> [Problem details]: Everything from the line that holds "Mark the faux" through the end of the data below should be output exactly, both ends included.

• • • •

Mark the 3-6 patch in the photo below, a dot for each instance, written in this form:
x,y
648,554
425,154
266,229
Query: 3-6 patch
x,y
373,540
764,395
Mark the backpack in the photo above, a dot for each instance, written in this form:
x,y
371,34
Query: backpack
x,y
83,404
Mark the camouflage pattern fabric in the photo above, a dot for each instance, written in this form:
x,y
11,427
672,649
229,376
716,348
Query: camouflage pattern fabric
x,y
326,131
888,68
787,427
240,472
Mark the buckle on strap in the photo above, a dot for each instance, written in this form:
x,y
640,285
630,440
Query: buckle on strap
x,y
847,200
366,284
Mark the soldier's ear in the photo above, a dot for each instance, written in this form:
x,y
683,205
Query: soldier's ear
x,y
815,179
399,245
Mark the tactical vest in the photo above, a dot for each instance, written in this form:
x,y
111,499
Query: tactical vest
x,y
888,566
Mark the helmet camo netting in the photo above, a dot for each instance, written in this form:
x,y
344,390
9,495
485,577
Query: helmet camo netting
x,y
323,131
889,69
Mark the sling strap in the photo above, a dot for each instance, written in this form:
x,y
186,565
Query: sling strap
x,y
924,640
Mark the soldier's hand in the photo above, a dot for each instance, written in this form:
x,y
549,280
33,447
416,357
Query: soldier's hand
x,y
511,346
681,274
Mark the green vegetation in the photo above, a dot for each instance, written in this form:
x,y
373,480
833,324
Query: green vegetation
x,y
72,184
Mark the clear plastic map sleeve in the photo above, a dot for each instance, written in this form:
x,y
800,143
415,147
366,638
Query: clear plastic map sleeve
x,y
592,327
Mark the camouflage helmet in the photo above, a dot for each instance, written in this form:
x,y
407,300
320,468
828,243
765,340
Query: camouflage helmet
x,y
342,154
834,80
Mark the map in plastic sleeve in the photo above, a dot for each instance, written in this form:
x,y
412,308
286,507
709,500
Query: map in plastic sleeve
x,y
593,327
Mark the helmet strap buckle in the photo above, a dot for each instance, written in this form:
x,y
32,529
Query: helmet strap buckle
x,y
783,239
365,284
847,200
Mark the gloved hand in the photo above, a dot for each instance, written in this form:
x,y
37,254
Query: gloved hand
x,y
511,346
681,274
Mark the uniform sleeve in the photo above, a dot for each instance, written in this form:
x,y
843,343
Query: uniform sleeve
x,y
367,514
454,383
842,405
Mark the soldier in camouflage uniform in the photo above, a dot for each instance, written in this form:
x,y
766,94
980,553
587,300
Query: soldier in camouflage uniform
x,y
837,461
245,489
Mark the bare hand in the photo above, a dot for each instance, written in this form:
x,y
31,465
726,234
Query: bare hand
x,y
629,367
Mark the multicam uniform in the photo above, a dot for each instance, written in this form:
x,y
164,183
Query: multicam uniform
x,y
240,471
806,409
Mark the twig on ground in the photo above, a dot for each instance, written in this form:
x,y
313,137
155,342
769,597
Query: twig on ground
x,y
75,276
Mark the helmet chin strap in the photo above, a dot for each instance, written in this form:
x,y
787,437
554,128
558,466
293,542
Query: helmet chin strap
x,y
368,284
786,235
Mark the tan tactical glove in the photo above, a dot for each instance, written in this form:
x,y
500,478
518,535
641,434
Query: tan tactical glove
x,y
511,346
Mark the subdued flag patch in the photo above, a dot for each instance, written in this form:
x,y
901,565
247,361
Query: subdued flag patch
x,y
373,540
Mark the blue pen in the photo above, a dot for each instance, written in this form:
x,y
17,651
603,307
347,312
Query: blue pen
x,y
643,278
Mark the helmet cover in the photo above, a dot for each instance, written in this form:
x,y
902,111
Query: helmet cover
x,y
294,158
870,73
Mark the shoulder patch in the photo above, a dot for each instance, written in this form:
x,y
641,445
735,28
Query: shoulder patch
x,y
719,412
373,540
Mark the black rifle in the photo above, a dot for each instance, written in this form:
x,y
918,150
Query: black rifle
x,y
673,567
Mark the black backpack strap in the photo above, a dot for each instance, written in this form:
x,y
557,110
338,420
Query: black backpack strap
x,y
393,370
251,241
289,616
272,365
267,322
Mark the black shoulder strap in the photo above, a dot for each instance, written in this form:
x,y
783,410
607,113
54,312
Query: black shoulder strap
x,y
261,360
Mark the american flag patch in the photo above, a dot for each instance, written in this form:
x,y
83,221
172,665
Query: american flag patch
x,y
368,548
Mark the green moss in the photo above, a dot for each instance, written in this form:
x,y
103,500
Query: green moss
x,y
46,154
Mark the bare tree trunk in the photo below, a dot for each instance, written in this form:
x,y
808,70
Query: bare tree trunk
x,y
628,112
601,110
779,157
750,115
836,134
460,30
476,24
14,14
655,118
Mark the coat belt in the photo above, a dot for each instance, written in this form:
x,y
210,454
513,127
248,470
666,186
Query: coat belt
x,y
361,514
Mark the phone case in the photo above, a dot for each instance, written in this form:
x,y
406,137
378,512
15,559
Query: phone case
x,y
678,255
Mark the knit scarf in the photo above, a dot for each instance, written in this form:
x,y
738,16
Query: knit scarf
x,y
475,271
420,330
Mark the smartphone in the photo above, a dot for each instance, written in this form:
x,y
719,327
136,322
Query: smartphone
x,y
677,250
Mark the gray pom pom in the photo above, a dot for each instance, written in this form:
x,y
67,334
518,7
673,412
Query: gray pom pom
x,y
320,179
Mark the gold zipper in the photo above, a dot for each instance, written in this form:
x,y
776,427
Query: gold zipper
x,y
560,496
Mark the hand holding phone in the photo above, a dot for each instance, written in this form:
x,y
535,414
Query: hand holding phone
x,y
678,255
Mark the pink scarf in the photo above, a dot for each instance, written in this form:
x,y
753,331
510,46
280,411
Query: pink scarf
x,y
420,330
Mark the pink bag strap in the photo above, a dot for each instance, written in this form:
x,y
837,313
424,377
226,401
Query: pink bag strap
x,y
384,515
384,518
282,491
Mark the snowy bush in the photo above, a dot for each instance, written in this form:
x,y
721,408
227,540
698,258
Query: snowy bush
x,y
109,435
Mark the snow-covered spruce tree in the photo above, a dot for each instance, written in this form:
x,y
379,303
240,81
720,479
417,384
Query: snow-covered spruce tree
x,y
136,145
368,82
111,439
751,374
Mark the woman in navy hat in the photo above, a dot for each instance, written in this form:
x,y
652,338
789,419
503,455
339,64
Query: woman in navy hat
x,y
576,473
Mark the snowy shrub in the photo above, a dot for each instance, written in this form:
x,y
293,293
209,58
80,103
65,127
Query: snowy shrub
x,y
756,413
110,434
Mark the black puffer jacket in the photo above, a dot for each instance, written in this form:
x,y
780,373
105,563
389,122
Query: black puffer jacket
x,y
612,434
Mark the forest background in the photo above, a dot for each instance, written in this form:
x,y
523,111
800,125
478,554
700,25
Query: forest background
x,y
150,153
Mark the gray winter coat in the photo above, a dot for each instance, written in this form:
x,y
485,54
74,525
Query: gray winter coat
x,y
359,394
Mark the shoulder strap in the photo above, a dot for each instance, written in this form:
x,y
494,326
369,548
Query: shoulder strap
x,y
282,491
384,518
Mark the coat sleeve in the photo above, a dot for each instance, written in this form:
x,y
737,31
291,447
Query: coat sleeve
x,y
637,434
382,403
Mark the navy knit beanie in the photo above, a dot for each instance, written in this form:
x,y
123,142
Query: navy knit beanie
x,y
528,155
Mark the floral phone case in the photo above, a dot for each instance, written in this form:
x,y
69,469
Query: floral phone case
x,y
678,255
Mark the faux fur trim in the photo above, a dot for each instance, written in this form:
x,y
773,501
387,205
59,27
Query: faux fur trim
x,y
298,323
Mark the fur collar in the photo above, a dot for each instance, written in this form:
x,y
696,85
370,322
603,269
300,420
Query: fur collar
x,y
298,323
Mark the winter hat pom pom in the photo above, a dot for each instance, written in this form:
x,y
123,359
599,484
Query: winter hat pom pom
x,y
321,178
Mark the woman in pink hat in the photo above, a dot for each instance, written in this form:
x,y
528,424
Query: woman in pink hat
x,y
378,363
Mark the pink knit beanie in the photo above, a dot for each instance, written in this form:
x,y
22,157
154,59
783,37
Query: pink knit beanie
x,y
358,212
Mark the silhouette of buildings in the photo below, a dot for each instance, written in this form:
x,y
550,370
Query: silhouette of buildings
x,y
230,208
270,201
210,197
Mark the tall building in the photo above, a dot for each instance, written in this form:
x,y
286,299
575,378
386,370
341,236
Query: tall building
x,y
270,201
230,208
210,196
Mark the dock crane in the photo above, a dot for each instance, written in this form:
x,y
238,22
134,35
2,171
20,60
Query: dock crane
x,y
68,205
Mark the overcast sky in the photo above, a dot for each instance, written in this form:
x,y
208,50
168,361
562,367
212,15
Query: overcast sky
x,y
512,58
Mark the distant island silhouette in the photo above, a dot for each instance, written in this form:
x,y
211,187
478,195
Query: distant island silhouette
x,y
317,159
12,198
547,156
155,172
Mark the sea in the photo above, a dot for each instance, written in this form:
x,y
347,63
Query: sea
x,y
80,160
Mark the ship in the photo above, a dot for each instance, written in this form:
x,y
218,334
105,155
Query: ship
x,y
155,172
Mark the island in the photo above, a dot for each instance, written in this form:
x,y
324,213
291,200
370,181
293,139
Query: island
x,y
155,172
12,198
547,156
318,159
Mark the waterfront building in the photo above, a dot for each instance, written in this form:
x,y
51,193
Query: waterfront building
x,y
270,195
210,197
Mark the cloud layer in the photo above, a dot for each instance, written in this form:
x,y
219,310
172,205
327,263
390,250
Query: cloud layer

• • • •

> [Answer for the task]:
Mark the faux fur trim in the photo above, a dot for each instance, written in this form:
x,y
773,501
387,205
59,27
Query: faux fur trim
x,y
298,323
Mark the fur collar in the photo above, a dot for each instance, written in this form:
x,y
696,85
370,322
603,269
300,420
Query: fur collar
x,y
298,323
Mark the winter hat pom pom in the photo above, a dot for each instance, written in this form:
x,y
123,359
599,484
Query: winter hat pom pom
x,y
321,178
Mark the woman in pink hat in the photo above, a dot for each instance, written in this form:
x,y
528,424
Query: woman in pink hat
x,y
378,363
Mark the pink knit beanie in the photo above, a dot for each instance, written in this form:
x,y
22,157
154,59
783,37
Query: pink knit beanie
x,y
358,212
Mark the silhouette of buildings in the photo below, a dot for each instance, written in this form:
x,y
550,370
Query: silhouette of buildings
x,y
230,208
270,201
210,197
Mark the tall building in the photo above, a dot for each instance, written in this form:
x,y
286,299
575,378
386,370
341,236
Query: tall building
x,y
270,201
230,208
210,196
Mark the dock crane in the photo above, a dot for each instance, written in this form:
x,y
238,22
134,35
2,171
20,60
Query: dock crane
x,y
68,205
Mark the overcast sky in the photo above, a dot for each instance, written in this form:
x,y
208,50
168,361
562,367
212,15
Query: overcast sky
x,y
512,58
Mark the distant island silhouette in the photo above, a dot for each instance, written in this form:
x,y
211,187
478,195
Query: distant island silhouette
x,y
317,159
12,198
547,156
155,172
Mark the sea in the photo above, a dot for each instance, written in this form:
x,y
347,63
Query: sea
x,y
80,160
Mark the ship in the photo above, a dot for each instance, written in this form:
x,y
218,334
105,155
Query: ship
x,y
155,172
Mark the island in the photo above, a dot for each instance, written in this form:
x,y
324,213
291,200
370,181
293,139
Query: island
x,y
155,172
12,198
547,156
318,159
Mark the waterfront building in the photo above, a dot for each instance, written in this form:
x,y
51,193
Query: waterfront building
x,y
270,195
210,197
Mark the cloud layer in the photo above, a dot for each instance, written in this form:
x,y
219,310
172,205
327,263
390,250
Query: cloud layer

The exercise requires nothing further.